▶ [EXERCISE DETAILS]
Swap "outline" for "boundary" everywhere it occurs in the entries below, and give the entries again with nothing else changed.

╭─ MATERIAL TO PROCESS

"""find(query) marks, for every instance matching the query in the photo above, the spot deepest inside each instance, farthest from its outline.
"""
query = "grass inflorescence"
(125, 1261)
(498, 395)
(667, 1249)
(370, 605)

╰─

▶ [SOLUTION TO THIS TASK]
"""find(query) marks, for every instance matching the query in the photo above, the spot deepest inside each instance, farthest from its boundary.
"""
query = "grass inflorescence"
(125, 1261)
(498, 395)
(667, 1249)
(370, 605)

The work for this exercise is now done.